Exercício breve a: Redigite sem nenhuma alteração tudo o que está nos registros, desde a linha que contém "point: zucchini plant" até a linha que contém "column 600, row 256", com ambas incluídas.

Trecho do texto:
++++++

8) O problema do Mercosul e a posição do Brasil sobre sua evolução futura
PRA: Não se conhecem as possíveis opções do Brasil naquele que foi o mais importante projeto de integração surgido nos anos 1990, e que caminhou de forma errática, até ser completamente desviado de seus objetivos iniciais pela diplomacia partidária do lulopetismo. O fato é que negociações econômicas externas deixaram o âmbito do Itamaraty para se colocarem inteiramente sob a responsabilidade do novo ministério da Economia, que até agora não enunciou suas posturas a respeito. Denota-se uma intenção de fazer o bloco retroceder a uma simples zona de livre comércio, em lugar da união aduaneira incompleta que hoje prevalece, sem qualquer perspectiva de que se caminhe para o objetivo oficial do Tratado de Assunção de um mercado comum.

++++++

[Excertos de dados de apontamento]
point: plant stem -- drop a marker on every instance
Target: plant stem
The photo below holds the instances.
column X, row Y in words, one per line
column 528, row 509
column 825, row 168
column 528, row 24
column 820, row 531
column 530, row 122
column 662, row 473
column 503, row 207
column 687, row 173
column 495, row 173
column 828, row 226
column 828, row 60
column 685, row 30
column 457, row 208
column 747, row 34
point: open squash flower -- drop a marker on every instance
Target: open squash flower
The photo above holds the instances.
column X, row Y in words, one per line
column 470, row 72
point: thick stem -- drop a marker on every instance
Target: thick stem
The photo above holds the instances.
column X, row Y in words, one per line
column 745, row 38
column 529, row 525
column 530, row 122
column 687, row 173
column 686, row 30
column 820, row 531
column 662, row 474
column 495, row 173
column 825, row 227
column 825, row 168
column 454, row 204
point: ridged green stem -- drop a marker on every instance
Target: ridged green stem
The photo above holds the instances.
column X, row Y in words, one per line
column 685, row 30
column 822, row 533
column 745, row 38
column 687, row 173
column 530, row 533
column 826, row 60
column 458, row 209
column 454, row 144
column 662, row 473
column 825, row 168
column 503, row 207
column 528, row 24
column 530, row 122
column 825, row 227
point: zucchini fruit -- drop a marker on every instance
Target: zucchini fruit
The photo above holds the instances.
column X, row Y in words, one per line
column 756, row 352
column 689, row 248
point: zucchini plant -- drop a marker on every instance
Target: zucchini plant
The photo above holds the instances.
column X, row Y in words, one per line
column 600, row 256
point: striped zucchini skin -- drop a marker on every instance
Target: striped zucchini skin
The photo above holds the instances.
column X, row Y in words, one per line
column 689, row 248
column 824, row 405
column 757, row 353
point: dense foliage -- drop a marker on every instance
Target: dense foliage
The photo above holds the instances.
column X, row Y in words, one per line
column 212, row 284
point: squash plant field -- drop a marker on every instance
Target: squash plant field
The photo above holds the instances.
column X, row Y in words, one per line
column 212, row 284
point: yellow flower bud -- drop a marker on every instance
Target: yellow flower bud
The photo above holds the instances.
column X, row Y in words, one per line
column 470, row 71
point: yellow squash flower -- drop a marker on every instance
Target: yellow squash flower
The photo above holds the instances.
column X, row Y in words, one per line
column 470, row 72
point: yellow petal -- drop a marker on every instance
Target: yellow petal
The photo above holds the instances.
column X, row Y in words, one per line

++++++

Exercício breve b: Reproduza na íntegra, sem mudar nada, o trecho sobre o Mercosul e a posição do Brasil.

Resultado do exercício a:
point: zucchini plant -- drop a marker on every instance
Target: zucchini plant
The photo above holds the instances.
column X, row Y in words, one per line
column 600, row 256

Resultado do exercício b:
8) O problema do Mercosul e a posição do Brasil sobre sua evolução futura
PRA: Não se conhecem as possíveis opções do Brasil naquele que foi o mais importante projeto de integração surgido nos anos 1990, e que caminhou de forma errática, até ser completamente desviado de seus objetivos iniciais pela diplomacia partidária do lulopetismo. O fato é que negociações econômicas externas deixaram o âmbito do Itamaraty para se colocarem inteiramente sob a responsabilidade do novo ministério da Economia, que até agora não enunciou suas posturas a respeito. Denota-se uma intenção de fazer o bloco retroceder a uma simples zona de livre comércio, em lugar da união aduaneira incompleta que hoje prevalece, sem qualquer perspectiva de que se caminhe para o objetivo oficial do Tratado de Assunção de um mercado comum.